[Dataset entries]
*** Block opens ***
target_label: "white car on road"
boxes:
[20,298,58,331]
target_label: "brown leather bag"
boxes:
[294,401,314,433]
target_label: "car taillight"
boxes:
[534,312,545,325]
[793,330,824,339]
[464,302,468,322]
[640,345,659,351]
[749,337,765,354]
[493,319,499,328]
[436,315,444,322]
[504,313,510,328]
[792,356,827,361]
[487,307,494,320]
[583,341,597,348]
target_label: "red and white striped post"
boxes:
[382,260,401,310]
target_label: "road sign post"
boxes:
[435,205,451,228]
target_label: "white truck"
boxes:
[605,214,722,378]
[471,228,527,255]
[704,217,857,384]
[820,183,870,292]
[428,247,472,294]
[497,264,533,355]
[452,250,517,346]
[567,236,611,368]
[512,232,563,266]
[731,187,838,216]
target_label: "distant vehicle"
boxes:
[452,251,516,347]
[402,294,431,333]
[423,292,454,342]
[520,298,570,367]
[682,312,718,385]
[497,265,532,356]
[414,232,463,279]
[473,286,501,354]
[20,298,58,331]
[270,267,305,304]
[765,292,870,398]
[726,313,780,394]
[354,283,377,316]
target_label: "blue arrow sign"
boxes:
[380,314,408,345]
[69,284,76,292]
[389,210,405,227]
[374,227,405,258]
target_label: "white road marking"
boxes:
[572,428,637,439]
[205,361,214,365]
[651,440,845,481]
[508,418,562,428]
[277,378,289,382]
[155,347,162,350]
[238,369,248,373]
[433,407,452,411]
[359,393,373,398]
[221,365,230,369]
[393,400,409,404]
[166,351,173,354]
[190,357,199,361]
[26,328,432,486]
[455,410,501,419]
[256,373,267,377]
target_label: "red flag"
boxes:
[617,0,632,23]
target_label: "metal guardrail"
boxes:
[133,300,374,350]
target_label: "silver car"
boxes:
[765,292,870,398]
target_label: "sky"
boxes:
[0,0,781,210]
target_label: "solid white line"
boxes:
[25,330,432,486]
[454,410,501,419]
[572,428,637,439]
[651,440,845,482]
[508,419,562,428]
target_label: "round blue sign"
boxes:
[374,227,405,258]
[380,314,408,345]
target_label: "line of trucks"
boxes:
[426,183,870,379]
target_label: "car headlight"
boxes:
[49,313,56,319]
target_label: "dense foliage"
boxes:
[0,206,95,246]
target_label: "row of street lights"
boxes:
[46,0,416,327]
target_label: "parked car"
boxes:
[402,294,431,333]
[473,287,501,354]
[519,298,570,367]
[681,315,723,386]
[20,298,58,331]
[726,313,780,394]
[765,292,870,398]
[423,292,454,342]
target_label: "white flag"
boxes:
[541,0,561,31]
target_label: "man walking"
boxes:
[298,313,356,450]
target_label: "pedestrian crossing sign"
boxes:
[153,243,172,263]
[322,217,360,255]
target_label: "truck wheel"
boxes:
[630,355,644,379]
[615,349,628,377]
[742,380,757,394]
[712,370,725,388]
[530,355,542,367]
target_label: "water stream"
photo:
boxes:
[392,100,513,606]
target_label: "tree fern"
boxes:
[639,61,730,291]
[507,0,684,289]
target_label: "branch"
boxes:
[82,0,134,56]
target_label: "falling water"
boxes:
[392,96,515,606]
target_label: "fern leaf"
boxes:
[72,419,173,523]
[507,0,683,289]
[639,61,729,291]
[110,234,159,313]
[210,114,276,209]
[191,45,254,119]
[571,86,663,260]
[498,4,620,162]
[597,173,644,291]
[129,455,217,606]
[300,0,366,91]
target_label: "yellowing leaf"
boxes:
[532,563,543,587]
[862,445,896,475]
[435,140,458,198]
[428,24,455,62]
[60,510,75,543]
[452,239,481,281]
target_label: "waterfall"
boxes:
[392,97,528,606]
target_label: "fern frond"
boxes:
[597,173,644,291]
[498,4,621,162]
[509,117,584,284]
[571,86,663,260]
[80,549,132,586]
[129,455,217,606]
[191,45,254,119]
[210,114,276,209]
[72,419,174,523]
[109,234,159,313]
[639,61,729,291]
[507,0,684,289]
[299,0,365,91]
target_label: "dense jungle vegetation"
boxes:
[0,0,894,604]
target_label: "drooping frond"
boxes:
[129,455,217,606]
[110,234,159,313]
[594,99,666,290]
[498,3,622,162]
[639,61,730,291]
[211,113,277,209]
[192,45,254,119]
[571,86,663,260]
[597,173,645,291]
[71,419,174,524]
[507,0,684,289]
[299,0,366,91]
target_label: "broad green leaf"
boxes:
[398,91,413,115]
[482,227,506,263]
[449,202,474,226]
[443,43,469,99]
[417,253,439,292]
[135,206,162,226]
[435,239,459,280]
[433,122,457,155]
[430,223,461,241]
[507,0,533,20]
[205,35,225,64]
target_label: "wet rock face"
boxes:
*** Block closes ***
*** Block opens ***
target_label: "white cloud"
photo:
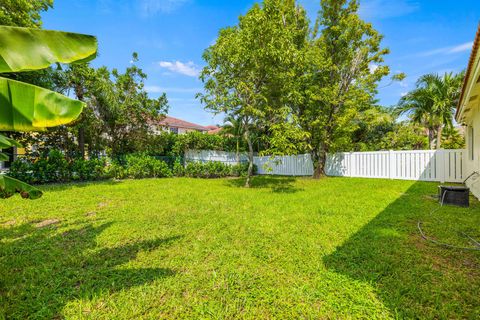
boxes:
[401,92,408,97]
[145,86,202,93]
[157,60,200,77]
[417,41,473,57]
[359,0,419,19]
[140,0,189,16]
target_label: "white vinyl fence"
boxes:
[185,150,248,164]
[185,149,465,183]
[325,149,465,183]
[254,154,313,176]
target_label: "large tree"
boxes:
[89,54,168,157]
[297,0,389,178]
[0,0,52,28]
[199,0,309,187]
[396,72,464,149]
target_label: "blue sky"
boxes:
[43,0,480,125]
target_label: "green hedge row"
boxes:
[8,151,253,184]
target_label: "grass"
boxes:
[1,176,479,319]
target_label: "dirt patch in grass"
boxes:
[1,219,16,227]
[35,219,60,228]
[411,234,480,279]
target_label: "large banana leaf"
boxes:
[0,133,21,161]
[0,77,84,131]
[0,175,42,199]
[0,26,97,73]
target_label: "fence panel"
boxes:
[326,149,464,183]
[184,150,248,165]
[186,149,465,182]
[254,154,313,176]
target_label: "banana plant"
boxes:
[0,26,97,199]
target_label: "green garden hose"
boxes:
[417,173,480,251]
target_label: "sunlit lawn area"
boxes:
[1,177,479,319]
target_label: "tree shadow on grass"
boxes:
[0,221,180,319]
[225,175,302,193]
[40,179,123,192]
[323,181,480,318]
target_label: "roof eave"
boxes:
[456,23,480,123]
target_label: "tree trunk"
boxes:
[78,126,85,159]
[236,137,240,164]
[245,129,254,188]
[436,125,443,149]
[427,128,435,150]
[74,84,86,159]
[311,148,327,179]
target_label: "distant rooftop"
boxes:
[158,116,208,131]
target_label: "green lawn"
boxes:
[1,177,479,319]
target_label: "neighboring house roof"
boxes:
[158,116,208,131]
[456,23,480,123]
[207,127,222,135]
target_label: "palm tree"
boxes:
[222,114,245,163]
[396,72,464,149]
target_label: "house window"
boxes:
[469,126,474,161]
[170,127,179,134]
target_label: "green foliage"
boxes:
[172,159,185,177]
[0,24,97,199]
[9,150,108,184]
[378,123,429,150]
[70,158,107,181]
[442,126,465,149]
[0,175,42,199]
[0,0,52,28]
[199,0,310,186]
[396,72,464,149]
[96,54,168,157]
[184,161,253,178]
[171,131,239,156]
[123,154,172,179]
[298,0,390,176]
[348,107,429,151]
*** Block closes ***
*** Block opens ***
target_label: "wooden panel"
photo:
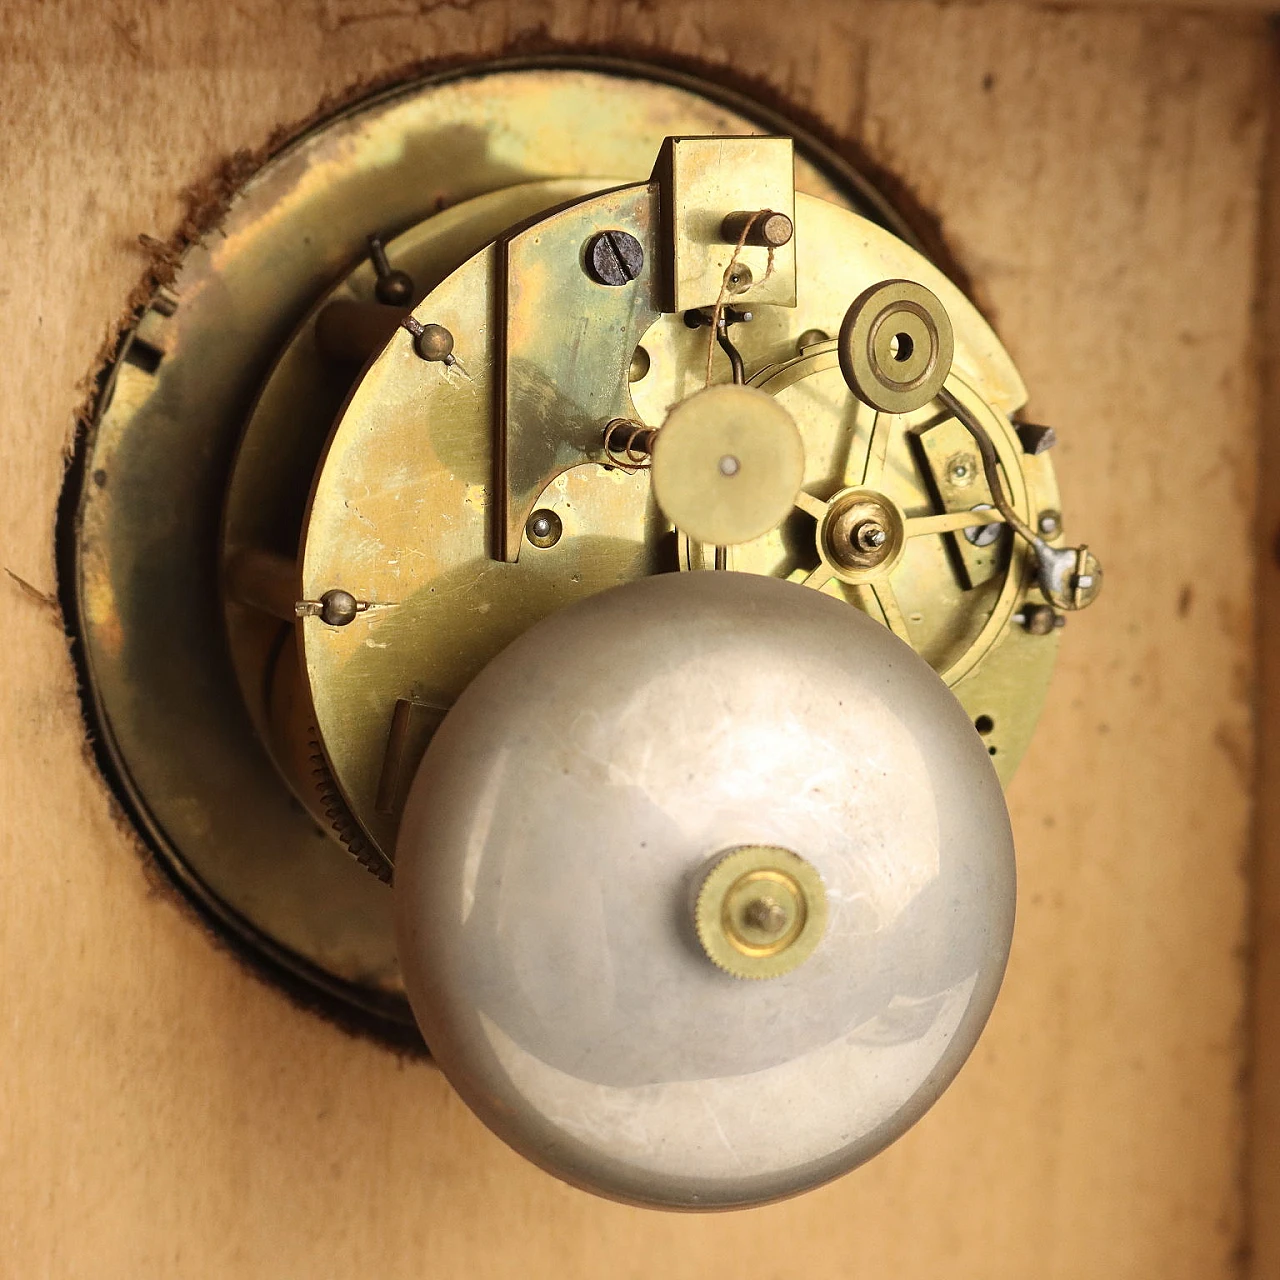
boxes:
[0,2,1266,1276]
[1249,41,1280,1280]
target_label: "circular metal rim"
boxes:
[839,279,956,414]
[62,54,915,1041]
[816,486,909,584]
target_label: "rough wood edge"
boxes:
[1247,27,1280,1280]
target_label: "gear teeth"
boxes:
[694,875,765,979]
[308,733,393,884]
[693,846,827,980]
*** Block closes ***
Task statement: Copy out each line of the data that holds the string "post".

Solution to this problem:
target_label: "red and white striped post"
target_label: "road sign post"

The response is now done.